## Short problem 1:
In the trapping forum thread about the coyote, what did WattsWild set the trap beside?
## Short problem 2:
Write the next part of the trapping forum thread, beginning right after its final line.

## Text to read:
▬▬▬

# Nice Yote on the trap line



## WattsWild (Aug 2, 2011)

Got this female this morning!


----------



## catcapper (Feb 11, 2010)

Good deal Watts---what was the set you nabbed her in?.


----------



## WattsWild (Aug 2, 2011)

catcapper said:


> Good deal Watts---what was the set you nabbed her in?.


#3 Bridger, night latched, crossed staked, set by a deer gut pile in a dry creek bed.
Works good!


----------



## Mattuk (Oct 16, 2010)

Well done.


----------



## bones44 (Jan 7, 2011)

Nice job Doug !


----------



## catcapper (Feb 11, 2010)

I did some trapp'in for the milo farmers down around Pawnee Rock, just west of Great Bend. The yotes there were suckers for a nice dirthole set along cut fields.


----------



## Predatorhunter (Dec 9, 2010)

Nice Job. Good one.


----------



## 220swift (Mar 2, 2011)

nice yote!!


----------



## 220swift (Mar 2, 2011)

catcapper said:


> I did some trapp'in for the milo farmers down around Pawnee Rock, just west of Great Bend. The yotes there were suckers for a nice dirthole set along cut fields.


back in the 70's and 80's in Iowa, the dirt hole was the main setup for yote, fox and racoons.


----------



## WattsWild (Aug 2, 2011)

220swift said:


> back in the 70's and 80's in Iowa, the dirt hole was the main setup for yote, fox and racoons.


What did you use for lure?


----------



## 220swift (Mar 2, 2011)

WattsWild said:


> What did you use for lure?

▬▬▬

## Stored records:
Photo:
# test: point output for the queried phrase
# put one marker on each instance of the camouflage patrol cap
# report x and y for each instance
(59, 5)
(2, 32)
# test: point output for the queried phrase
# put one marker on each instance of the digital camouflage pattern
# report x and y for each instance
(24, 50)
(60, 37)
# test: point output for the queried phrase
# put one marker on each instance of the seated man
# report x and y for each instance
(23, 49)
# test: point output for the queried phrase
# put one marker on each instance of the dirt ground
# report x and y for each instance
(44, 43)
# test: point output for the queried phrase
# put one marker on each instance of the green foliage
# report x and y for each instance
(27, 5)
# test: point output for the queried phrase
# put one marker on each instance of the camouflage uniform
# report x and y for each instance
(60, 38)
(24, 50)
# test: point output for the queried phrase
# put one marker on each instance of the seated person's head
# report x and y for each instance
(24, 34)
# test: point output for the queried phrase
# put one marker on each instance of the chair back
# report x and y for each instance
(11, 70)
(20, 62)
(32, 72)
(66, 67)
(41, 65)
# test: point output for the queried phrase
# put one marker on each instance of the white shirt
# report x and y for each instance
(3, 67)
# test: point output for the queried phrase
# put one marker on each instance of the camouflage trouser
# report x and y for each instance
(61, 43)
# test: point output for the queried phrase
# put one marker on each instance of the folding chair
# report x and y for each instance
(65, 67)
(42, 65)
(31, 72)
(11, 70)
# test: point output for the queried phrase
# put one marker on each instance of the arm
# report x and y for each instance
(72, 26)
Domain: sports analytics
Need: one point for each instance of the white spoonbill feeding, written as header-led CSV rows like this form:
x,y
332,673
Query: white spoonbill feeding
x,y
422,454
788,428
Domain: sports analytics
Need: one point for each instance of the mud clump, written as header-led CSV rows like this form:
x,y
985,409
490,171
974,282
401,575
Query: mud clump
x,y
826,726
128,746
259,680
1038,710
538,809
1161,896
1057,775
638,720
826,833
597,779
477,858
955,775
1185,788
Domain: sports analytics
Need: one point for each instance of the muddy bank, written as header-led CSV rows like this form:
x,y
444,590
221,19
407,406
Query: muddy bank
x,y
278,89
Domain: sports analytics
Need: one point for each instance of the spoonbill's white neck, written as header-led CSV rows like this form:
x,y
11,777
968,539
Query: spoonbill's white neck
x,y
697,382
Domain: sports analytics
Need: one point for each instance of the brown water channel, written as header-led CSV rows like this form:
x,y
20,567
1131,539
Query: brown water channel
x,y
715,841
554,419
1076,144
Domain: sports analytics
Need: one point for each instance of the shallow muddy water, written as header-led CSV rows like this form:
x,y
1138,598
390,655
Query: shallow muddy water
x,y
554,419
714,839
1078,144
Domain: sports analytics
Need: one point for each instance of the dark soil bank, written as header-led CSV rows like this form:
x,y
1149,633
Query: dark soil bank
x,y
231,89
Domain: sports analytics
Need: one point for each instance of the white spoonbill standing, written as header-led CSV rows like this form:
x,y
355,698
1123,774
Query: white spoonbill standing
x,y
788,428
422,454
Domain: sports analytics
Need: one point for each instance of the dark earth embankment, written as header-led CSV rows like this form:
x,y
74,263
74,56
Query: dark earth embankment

▬▬▬

## Written answer 1:
A deer gut pile in a dry creek bed.

## Written answer 2:
I used a beaver meat based lure in the bottom of the hole, Then would very slightly drip a few drops of fox gland lure on the back of the hole at the top. I found fox gland would bring in all mentioned above. When I used coyote gland lure, the fox and raccoon would not come around, only coyotes. The brand name of the lures back then didn't matter. Used several different to change things up.


----------



## WattsWild (Aug 2, 2011)

220swift said:


> I used a beaver meat based lure in the bottom of the hole, Then would very slightly drip a few drops of fox gland lure on the back of the hole at the top. I found fox gland would bring in all mentioned above. When I used coyote gland lure, the fox and raccoon would not come around, only coyotes. The brand name of the lures back then didn't matter. Used several different to change things up.


Nice! Sounds like it worked good and that's all that matters!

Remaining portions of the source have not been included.